__TASK GOAL__. Can you gather every line of the material below that contains the word "tree" and copy each one out in full?

__DATA PROVIDED__.
++++++++

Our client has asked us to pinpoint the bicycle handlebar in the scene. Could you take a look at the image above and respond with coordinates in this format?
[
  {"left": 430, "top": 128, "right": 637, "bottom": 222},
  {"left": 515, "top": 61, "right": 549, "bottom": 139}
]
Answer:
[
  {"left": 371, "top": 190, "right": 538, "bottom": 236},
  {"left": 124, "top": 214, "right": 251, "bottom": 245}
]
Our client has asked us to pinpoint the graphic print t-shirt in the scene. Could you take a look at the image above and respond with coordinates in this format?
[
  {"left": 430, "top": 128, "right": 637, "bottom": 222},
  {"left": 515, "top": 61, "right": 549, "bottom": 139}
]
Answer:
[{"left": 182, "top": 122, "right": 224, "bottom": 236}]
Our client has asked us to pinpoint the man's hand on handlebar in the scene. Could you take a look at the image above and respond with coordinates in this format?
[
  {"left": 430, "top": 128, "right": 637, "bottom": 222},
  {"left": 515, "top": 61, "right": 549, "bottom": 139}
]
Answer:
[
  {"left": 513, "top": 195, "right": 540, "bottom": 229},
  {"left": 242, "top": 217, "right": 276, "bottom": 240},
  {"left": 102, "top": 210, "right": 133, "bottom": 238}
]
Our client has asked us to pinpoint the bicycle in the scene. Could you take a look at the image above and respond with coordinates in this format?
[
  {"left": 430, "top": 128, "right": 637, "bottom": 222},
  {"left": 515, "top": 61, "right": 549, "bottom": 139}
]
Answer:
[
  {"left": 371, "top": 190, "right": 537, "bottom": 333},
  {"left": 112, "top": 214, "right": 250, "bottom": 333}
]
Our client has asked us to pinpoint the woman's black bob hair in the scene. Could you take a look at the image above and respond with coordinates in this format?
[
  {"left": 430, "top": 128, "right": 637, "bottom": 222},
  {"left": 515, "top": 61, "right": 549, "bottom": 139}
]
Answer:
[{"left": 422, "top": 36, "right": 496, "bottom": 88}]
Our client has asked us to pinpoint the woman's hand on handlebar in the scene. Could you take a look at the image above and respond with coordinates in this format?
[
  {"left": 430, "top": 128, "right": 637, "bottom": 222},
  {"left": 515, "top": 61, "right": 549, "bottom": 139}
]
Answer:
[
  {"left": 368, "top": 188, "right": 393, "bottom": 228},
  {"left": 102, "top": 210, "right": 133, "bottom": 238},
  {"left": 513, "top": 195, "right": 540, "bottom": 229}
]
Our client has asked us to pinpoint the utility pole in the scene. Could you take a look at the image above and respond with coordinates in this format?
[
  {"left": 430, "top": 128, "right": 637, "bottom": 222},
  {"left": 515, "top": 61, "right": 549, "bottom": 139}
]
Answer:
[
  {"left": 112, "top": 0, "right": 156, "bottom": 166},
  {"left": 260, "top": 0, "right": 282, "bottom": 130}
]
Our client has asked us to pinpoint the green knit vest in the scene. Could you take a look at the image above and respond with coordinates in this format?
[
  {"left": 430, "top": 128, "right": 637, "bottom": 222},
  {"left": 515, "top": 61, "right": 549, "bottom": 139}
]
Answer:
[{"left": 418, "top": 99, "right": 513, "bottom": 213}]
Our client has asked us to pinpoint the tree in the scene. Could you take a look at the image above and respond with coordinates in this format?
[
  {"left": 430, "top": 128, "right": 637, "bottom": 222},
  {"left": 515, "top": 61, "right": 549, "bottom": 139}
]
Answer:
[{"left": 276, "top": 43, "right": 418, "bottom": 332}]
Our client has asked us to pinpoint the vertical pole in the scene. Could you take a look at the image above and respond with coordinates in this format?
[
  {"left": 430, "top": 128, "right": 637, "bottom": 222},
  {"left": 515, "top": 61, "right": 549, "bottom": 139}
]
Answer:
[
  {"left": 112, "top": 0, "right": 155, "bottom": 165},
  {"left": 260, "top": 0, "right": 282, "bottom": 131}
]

++++++++

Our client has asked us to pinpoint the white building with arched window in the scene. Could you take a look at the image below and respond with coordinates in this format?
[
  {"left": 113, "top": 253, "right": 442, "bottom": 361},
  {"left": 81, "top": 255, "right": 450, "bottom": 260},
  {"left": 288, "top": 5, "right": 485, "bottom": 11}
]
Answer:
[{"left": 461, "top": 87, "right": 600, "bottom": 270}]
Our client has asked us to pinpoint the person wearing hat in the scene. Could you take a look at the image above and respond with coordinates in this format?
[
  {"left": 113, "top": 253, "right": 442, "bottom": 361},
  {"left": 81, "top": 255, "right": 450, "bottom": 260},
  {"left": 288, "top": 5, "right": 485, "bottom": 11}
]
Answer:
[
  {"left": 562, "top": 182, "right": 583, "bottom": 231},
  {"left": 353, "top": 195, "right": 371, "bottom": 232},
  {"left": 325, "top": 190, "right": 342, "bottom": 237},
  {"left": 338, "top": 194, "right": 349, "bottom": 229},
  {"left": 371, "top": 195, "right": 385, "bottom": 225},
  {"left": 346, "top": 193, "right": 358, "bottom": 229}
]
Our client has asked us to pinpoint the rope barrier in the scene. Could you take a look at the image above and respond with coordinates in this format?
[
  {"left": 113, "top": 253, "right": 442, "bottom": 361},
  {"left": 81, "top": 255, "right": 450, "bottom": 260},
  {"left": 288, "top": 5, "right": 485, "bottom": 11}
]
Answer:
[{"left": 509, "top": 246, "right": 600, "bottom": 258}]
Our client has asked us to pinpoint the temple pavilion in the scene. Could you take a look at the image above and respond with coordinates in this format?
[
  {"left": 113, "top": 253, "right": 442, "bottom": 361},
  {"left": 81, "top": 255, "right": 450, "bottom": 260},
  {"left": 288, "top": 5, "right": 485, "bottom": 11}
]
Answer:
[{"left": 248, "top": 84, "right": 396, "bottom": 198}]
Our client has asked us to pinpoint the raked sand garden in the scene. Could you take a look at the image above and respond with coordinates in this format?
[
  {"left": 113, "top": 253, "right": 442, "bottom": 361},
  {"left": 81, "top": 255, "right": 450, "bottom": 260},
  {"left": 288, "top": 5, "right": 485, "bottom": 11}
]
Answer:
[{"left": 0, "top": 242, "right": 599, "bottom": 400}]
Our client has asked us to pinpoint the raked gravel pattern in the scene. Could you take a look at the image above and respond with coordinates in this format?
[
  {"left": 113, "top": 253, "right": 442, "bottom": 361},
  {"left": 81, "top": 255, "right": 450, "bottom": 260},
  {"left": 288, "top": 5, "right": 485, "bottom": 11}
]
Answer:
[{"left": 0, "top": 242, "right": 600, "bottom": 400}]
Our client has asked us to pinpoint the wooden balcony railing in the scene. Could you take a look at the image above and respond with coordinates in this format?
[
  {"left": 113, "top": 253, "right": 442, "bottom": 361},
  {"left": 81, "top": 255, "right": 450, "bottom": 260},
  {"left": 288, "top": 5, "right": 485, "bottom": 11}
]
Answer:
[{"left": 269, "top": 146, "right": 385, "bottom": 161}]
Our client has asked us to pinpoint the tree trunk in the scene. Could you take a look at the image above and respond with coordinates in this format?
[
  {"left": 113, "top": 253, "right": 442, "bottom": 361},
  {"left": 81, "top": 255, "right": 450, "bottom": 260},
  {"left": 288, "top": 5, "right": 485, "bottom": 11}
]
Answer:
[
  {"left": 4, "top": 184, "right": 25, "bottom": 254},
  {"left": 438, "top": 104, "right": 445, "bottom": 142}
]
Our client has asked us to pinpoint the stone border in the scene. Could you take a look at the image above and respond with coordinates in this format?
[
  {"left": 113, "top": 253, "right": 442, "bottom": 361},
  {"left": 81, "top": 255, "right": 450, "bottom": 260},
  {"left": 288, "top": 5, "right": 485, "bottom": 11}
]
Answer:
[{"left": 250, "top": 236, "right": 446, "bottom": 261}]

++++++++

__RESPONSE__.
Our client has asked us to pinpoint the tree in the scene. Could you take a look at the image above and respond with coordinates in this format?
Our client has asked us to pinpoint the tree trunk in the scene. Could you take a look at the image above and respond with coordinates in this format?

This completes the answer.